**Short task:** Put the data lines into a Markdown table with columns "Row" and "Text", one numbered row per line, starting at the line that contains "Could you provide the mask of every instance of the tree?" and ending at the line that contains "44 149 L 49". Include only those lines and leave out any blank lines.

▶

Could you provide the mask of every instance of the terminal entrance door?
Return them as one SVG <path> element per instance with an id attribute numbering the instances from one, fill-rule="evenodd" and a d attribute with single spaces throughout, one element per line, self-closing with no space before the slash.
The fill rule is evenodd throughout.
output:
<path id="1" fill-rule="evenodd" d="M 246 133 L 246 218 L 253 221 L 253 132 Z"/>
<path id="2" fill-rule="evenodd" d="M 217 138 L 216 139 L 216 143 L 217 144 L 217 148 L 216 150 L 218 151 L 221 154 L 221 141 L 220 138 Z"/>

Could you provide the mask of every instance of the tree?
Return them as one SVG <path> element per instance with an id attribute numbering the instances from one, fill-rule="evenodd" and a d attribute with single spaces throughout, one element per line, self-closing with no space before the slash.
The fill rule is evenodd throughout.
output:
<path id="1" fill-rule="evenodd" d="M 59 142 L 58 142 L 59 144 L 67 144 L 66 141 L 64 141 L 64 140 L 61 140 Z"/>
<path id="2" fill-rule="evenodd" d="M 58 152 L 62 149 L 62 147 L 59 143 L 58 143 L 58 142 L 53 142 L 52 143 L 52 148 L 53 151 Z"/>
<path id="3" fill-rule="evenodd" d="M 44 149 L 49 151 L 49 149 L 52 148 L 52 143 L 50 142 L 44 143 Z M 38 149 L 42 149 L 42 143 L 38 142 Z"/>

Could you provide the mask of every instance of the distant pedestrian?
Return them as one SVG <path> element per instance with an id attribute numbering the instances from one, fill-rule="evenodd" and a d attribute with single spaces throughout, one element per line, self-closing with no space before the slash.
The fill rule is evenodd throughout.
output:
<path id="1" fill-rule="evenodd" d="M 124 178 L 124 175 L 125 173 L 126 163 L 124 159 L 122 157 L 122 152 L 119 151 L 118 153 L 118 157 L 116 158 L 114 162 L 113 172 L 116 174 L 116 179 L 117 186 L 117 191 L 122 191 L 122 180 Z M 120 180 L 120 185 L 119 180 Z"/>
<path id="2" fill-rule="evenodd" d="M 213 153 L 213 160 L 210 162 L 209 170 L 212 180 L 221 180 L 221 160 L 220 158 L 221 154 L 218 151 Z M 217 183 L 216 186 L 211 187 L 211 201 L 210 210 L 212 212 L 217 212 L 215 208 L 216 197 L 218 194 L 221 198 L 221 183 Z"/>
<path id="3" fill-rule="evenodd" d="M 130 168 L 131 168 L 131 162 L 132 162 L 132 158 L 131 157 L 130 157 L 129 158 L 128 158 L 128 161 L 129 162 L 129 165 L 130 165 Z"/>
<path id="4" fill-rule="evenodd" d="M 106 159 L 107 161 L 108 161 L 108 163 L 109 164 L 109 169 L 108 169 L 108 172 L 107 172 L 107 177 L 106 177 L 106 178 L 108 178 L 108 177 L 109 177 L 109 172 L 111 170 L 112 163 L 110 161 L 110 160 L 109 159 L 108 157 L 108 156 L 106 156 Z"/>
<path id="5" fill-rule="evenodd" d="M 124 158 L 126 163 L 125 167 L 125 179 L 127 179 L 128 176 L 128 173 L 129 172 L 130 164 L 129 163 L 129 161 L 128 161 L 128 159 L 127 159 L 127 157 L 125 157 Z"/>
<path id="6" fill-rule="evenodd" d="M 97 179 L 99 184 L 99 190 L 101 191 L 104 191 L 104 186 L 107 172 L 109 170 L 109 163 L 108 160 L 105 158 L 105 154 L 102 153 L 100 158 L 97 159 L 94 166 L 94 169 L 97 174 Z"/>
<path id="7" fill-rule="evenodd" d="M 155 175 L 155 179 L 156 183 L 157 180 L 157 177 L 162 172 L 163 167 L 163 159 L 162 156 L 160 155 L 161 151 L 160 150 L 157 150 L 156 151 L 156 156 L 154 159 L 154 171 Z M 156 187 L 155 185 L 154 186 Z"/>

◀

**Complete output:**
| Row | Text |
|---|---|
| 1 | Could you provide the mask of every instance of the tree? |
| 2 | Return them as one SVG <path> element per instance with an id attribute numbering the instances from one, fill-rule="evenodd" and a d attribute with single spaces throughout, one element per line, self-closing with no space before the slash. |
| 3 | The fill rule is evenodd throughout. |
| 4 | output: |
| 5 | <path id="1" fill-rule="evenodd" d="M 59 142 L 58 142 L 59 144 L 67 144 L 66 141 L 64 141 L 64 140 L 61 140 Z"/> |
| 6 | <path id="2" fill-rule="evenodd" d="M 58 152 L 62 149 L 62 147 L 59 143 L 58 143 L 58 142 L 53 142 L 52 143 L 52 148 L 53 151 Z"/> |
| 7 | <path id="3" fill-rule="evenodd" d="M 44 149 L 49 151 L 49 149 L 52 148 L 52 143 L 50 142 L 44 143 Z M 38 149 L 42 149 L 42 143 L 38 142 Z"/> |